Given entries:

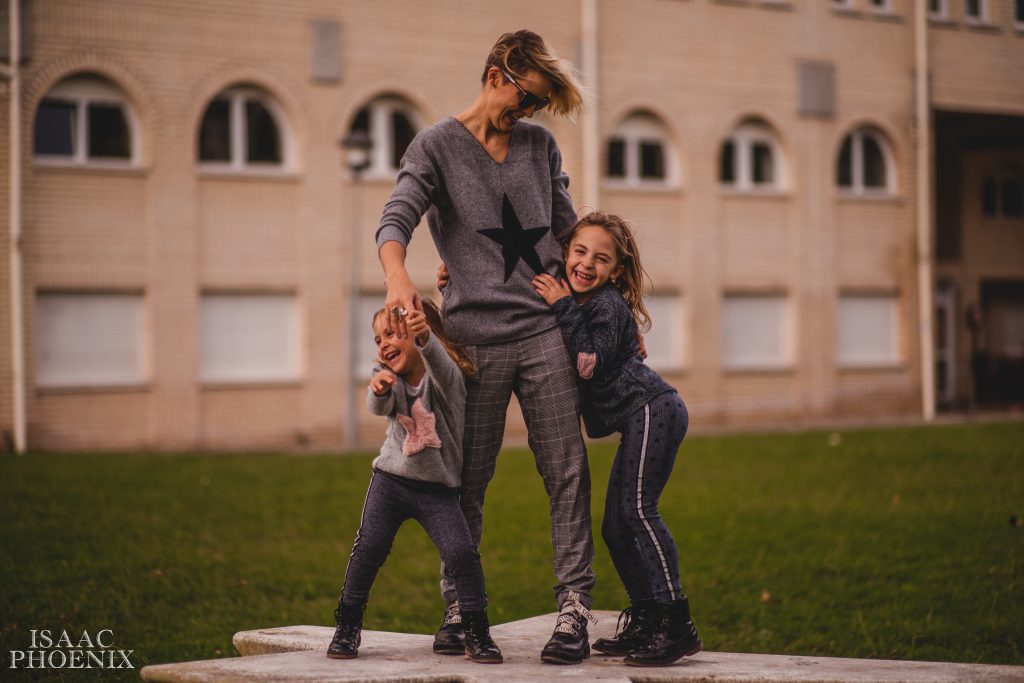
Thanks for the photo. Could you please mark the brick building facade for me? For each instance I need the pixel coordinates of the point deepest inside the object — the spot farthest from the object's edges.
(193, 247)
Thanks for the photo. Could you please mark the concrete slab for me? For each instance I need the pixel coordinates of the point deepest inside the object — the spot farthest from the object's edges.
(396, 657)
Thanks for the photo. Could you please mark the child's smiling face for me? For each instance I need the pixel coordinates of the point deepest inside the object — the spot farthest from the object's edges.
(591, 259)
(400, 355)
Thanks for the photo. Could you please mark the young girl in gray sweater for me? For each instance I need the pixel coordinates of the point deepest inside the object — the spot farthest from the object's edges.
(420, 387)
(598, 306)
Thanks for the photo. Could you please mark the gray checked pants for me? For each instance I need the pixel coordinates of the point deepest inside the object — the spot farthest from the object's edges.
(541, 374)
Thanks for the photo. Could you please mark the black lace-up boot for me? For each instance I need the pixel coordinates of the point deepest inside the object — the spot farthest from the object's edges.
(634, 629)
(674, 637)
(569, 642)
(345, 644)
(450, 638)
(479, 646)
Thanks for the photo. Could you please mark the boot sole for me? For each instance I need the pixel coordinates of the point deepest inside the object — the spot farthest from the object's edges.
(664, 663)
(554, 658)
(485, 659)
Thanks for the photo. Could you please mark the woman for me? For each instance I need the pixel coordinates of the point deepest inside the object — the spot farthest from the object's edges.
(497, 203)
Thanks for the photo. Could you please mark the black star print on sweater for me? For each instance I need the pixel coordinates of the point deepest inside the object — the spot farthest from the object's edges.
(516, 243)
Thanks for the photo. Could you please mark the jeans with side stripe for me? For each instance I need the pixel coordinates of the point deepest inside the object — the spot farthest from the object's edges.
(642, 549)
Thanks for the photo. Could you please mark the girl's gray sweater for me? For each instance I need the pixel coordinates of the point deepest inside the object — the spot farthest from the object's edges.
(496, 225)
(425, 423)
(613, 380)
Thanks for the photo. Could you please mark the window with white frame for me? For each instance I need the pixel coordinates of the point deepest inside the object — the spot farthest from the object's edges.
(90, 339)
(867, 330)
(750, 159)
(756, 332)
(1003, 196)
(666, 342)
(391, 123)
(249, 338)
(864, 164)
(638, 153)
(976, 11)
(86, 120)
(244, 129)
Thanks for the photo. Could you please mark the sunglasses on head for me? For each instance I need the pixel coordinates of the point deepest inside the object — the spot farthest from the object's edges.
(526, 98)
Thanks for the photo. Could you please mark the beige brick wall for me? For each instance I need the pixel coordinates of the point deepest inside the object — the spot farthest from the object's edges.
(174, 231)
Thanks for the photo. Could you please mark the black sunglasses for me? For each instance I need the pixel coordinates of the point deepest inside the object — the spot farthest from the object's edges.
(526, 98)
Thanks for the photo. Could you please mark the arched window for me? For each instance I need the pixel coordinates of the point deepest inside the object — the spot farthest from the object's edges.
(864, 164)
(638, 153)
(1003, 196)
(751, 159)
(86, 120)
(243, 129)
(391, 123)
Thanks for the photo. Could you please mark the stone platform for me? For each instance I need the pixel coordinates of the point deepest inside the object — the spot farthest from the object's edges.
(298, 653)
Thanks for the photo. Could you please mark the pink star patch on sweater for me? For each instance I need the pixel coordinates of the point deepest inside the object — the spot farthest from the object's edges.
(421, 429)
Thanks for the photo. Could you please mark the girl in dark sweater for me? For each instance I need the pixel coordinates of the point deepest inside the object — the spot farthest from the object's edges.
(598, 307)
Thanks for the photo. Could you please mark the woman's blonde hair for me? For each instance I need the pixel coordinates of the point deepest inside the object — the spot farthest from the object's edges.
(630, 283)
(524, 50)
(436, 323)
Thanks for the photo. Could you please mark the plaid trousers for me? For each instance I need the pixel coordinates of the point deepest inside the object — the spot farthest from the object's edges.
(541, 374)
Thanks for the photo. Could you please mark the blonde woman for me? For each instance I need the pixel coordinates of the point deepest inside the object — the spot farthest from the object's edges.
(496, 198)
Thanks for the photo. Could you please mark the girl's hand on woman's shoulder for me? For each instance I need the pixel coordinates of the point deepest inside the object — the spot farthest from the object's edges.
(550, 289)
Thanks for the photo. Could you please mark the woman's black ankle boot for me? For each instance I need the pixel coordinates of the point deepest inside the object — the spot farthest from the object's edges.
(639, 622)
(479, 646)
(674, 636)
(345, 644)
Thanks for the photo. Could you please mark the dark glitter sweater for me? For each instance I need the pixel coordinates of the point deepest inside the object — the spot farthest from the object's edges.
(601, 335)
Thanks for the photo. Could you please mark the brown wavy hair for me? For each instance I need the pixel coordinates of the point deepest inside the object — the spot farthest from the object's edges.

Task prompt: All records above should be duplicated exactly, with the pictures omitted.

Task response:
Thanks for the photo. Could you please mark the brick building facade for me? For each instance I need the pixel coordinates of the point deepest inside the object — the spot farthest from the object's edges.
(193, 247)
Thanks for the photo. Could you please mark the concrete slab for me? For each instance I need the pixel coordinates of the point deepest inside the object — the spot farthest from the object's edges.
(396, 657)
Thanks for the photo. Could you please mark the child's smiling face for me? For each instance I need the pixel coordinates of the point deepest inside the object — the spot farthest from the object's edges.
(591, 259)
(400, 355)
Thanks for the photo. Could you please mark the young girl in gray sweater for me? For each instance I need the pixel coordinates of the point deepest inside the object — the spot farthest from the object's edges.
(420, 387)
(598, 306)
Thanks for the photo. Could you please mark the gray checked pants for me? For each instance I need the pixel coordinates of the point deepest inside the object — the spot farthest from the object's edges.
(541, 374)
Thanks for the photo. Could you please mark the black lace-up boot for me? For each instance I need the pixel coordinates of the point deepest inside the object — the spot farthest from the object's edges.
(634, 629)
(674, 637)
(569, 642)
(345, 644)
(450, 638)
(479, 646)
Thanks for the photo. Could you please mark the boot sole for me? For each instance I need the pixel coordinates of the point deepest inside the object — the spot farthest from the object's edges.
(664, 663)
(554, 658)
(485, 659)
Thanks for the photo. Could you please mark the woman for me? For each instance I need the pixel coordinates of the point deepest inside the object — the spot farthest from the object's edges.
(497, 203)
Thanks for the photo. Could you please mark the black star print on sweater for me? For each instance I need the pixel coordinates of the point deepest inside the object — the spot farthest from the object's edges.
(516, 243)
Thanks for the photo. Could you please mark the jeans with side stripe for me? For each instance I need the pixel coordinates of the point deepest inside the object — the spot farthest from the object's edges.
(642, 549)
Thanks for the photo. Could you please mark the girl's gray sweater for me? For each instance I need the pixel coordinates of the point deepest inside the object — the spot farthest from the object's edges.
(496, 225)
(425, 423)
(613, 380)
Thanks for the photo. Could you please mark the window with white frame for me? For each instance I need the pixel coordinates of the point deepest inside the object — the spot farthest from the object's edges.
(90, 339)
(867, 330)
(750, 159)
(756, 332)
(1003, 196)
(666, 342)
(391, 123)
(249, 338)
(864, 164)
(638, 153)
(976, 11)
(86, 120)
(244, 129)
Thanks for the photo. Could you please mark the sunglasses on head for me? For each instance I need the pixel coordinates of the point deepest inside the object — the spot farthest from the object's edges.
(526, 98)
Thanks for the photo. Could you please mark the beige brick wall for me? For each instance I need the pixel coordinates of the point deepest inside the object — the spot farthest from the object's edges.
(174, 231)
Thanks for the photo. Could you please mark the black sunglasses for me? For each instance I need the pixel coordinates of the point deepest inside the object — the spot farthest from the object's edges.
(526, 98)
Thanks for the photo. Could you please mark the arched window for me? For each instance I need the pixel coordinates of the point deepest inside the object — the spot farthest from the object's edges.
(864, 164)
(638, 153)
(1003, 196)
(751, 159)
(86, 120)
(243, 129)
(391, 123)
Thanks for the photo. Could you please mark the stone platform for me? For each instance I need the pixel coordinates of the point deepest inside the object — the spot farthest from the object's edges.
(298, 653)
Thanks for the photo. Could you please mark the pink star patch on sweater for me? For each instance I need the pixel coordinates of the point deepest inside the object — the spot farthest from the object's edges.
(421, 429)
Thanks for the photo. Could you please mark the girl in dark sweater for me? For each instance I need the pixel coordinates of the point deepest inside the object — the spot farthest from the object's edges.
(598, 307)
Thanks for the photo. Could you please mark the woman's blonde hair for me? For each instance I need the pixel coordinates of the point deepest inside the object — the spot farthest from the object's edges.
(630, 283)
(524, 50)
(436, 323)
Thanks for the photo. Could you please mark the plaid trousers for me? For each instance I need the pixel coordinates of the point deepest inside the object — the spot farthest from the object's edges.
(541, 374)
Thanks for the photo. Could you please mark the blonde woman for me? For each instance I need the pixel coordinates of the point deepest inside the object — the spot farthest from the object's edges.
(496, 198)
Thanks for the photo. Could you please mark the girl's hand on woman's shoulder for me? For each instance I need the pixel coordinates of the point deepest inside the object — the spot farthest from the object's edges.
(550, 289)
Thanks for the photo. Could you please mark the woman's black ankle boot for me? For each instance I need the pixel coordinates of the point deepest inside the object — the spot farthest from the object's edges.
(639, 622)
(479, 646)
(674, 636)
(345, 644)
Thanks for the photo. Could you please mark the dark glitter sweater for me? For each instance I need the pixel coordinates of the point deepest inside the object — the spot farthest from the object's edges.
(601, 335)
Thanks for the photo. Could you please mark the brown wavy hair for me? For each instance I need the pixel coordinates of the point deepest inside the object — the spot farthest from the object's edges.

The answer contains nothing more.